Exercise requirements
Edit the data from its first line through the line that contains "[[188, 58]]" by changing "sofa chaise" to "chaise lounge". Keep every other part of those lines the same.

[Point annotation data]

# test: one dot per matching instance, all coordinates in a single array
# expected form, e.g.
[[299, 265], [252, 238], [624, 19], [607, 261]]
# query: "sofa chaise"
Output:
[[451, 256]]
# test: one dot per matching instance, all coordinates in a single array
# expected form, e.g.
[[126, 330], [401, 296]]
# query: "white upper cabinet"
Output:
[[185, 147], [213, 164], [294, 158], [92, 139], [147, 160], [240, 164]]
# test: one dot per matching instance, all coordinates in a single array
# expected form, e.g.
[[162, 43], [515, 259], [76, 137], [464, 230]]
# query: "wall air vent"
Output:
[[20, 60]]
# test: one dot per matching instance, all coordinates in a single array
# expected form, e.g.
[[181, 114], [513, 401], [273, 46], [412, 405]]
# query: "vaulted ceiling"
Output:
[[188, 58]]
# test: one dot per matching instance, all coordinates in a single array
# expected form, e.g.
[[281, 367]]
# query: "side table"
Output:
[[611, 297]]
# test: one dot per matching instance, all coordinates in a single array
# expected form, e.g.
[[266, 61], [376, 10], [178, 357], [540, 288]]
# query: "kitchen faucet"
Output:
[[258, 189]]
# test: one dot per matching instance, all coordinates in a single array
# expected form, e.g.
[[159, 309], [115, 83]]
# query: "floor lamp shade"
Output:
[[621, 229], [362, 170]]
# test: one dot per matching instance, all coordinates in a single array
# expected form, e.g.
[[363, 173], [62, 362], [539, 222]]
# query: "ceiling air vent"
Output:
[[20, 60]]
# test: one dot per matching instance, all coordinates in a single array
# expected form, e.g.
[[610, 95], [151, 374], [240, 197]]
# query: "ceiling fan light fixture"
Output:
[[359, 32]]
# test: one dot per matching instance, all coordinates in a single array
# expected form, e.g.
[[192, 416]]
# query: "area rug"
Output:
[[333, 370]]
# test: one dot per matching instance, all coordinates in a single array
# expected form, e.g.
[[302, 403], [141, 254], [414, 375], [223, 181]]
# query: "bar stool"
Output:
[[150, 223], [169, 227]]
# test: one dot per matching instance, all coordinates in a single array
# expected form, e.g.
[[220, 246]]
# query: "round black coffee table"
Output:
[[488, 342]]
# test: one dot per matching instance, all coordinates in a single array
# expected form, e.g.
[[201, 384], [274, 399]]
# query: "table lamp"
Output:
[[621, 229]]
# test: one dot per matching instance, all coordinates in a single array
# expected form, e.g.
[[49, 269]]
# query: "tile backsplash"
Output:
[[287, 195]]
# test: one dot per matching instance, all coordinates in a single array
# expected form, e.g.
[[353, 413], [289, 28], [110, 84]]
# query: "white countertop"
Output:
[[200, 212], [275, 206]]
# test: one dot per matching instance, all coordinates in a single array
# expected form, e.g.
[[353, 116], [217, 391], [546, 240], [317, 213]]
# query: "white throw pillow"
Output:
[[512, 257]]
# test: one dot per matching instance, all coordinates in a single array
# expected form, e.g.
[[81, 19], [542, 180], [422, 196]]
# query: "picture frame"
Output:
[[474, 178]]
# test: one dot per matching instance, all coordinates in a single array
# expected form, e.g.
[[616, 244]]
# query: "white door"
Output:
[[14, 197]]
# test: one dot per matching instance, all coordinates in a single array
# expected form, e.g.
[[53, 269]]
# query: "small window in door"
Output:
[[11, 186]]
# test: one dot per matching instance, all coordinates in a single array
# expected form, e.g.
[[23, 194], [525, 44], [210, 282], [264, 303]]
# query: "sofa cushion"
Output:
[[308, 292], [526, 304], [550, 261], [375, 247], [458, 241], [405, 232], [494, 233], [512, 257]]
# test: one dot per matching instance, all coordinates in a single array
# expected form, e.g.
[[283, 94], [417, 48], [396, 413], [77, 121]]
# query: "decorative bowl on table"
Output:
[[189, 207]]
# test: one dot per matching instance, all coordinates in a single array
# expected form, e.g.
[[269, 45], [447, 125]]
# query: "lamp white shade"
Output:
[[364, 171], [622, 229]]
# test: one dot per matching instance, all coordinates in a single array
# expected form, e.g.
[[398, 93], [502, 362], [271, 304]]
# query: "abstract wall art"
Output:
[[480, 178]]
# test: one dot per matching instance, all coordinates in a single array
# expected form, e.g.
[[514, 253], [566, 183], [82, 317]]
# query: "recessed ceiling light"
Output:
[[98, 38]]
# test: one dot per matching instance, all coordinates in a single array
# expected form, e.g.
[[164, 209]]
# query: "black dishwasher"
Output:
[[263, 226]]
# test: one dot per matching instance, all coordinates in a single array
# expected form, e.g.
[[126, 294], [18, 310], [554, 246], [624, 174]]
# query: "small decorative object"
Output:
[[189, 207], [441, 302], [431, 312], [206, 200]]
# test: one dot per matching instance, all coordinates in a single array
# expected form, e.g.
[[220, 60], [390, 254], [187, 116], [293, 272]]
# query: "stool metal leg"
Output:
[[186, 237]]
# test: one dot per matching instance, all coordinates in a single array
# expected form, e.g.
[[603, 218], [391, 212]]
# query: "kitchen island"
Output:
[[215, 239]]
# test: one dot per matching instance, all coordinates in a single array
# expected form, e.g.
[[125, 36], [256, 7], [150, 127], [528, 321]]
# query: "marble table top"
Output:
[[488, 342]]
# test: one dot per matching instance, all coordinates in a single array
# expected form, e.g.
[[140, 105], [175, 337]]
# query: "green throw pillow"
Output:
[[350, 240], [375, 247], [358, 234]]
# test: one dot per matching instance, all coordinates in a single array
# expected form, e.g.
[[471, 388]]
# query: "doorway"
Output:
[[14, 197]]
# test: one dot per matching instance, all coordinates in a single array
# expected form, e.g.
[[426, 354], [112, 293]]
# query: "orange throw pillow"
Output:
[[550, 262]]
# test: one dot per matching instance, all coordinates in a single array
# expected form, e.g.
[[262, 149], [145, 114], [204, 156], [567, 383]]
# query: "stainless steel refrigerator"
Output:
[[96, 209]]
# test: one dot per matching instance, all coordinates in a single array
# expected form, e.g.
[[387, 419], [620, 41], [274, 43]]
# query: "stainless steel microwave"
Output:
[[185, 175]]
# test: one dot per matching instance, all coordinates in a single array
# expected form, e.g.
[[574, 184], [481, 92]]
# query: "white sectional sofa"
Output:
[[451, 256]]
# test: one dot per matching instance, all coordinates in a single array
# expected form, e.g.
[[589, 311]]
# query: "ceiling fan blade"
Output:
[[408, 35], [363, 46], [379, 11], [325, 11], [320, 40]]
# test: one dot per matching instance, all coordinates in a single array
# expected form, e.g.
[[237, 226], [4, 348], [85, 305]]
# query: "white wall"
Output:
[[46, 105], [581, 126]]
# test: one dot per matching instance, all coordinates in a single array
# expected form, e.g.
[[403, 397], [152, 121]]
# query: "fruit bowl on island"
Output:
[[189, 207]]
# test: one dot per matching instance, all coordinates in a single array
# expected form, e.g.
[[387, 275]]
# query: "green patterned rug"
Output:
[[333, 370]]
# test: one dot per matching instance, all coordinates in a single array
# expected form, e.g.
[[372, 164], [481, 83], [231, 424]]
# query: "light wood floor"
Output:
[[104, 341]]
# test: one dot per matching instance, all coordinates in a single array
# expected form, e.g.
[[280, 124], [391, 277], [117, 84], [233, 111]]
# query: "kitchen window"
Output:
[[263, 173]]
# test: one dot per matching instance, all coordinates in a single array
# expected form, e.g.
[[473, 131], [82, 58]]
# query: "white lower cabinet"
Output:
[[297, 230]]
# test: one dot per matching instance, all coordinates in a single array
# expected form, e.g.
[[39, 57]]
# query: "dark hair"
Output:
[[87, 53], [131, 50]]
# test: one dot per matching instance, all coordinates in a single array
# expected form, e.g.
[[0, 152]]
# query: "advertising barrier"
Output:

The completed task
# test: one dot per matching instance, all coordinates in a single array
# expected form, e.g.
[[299, 265], [252, 238], [624, 19], [607, 261]]
# query: "chaise lounge"
Output:
[[451, 256]]
# test: one dot per matching instance, all coordinates in a single array
# expected form, e.g.
[[126, 330], [401, 296]]
# query: "white upper cabinet"
Output:
[[185, 147], [213, 164], [294, 158], [92, 139], [147, 160], [240, 164]]
# test: one dot per matching instance, all coordinates in a single array
# expected form, e.g.
[[162, 43], [515, 259], [76, 137], [464, 230]]
# query: "wall air vent"
Output:
[[20, 60]]
# test: one dot per matching instance, all coordinates in a single array
# expected form, e.g.
[[181, 114], [513, 401], [273, 46], [412, 405]]
# query: "vaulted ceiling"
Output:
[[188, 58]]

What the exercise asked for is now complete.